- _Set problem 1_
In the movie review, what is Nancy on hiatus from?
- _Set problem 2_
Retype the part of the movie review that runs from "Nancy (Blake Lively)" to "her salad days.".

- _Text block_
+ + +
Nancy (Blake Lively) is a surfer. She speaks poquito Spanish — adorably — and doesn’t take her jewelry off before she goes in the water, which seems like a good way to lose it if you ask me. On hiatus from med school, she’s off to the hidden beach her mother surfed in her salad days.


Learning that her friend is bogged down with the Irish Flu, Nancy’s gonna go it alone and catch some choice waves in this crystal clear, cerulean Xanadu. She makes some new pals and together, they three ride the dopest of waves together. I don’t know surfer jargon, but I’m trying.

After her new bros determine they’ve hung enough ten for the day, Nancy stays to ride one last wave. Oh, Nancy, why? Meanwhile, Nancy’s friend who was too hungover to come to the beach is off with some boy. This information is sent in a text that Nancy will never get. Nancy’s friend is a prize asshole.

After putting herself in a rather precarious pickle, it happens; The Bite. The worst, most unrealistic and aesthetically pleasing shark attack in the history of the cinema. Quint will tell you that when you’re in the water, you can tell how big a shark is by lookin’ from the dorsal to the tail. This one had to be a 20-footer. So the shark bites her leg and drags her down. Escaping, she scrambles atop a nearby rock to reveal the damage — a sizable gash.


No. No, movie. I’ve gone along with everything you’ve given me up until now. Her leg would’ve been gone. Or at least, the bite radius would’ve been much larger. Do you know what it’s like having to explain to your roommates why you were just in your bedroom shouting, “The bite radius! THE BITE RADIUS!”
+ + +
- _Data extract_
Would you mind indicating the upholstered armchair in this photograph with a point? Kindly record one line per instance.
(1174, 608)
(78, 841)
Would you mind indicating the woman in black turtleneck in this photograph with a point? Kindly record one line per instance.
+ + +
- _Correct output 1_
Med school.

- _Correct output 2_
Nancy (Blake Lively) is a surfer. She speaks poquito Spanish — adorably — and doesn’t take her jewelry off before she goes in the water, which seems like a good way to lose it if you ask me. On hiatus from med school, she’s off to the hidden beach her mother surfed in her salad days.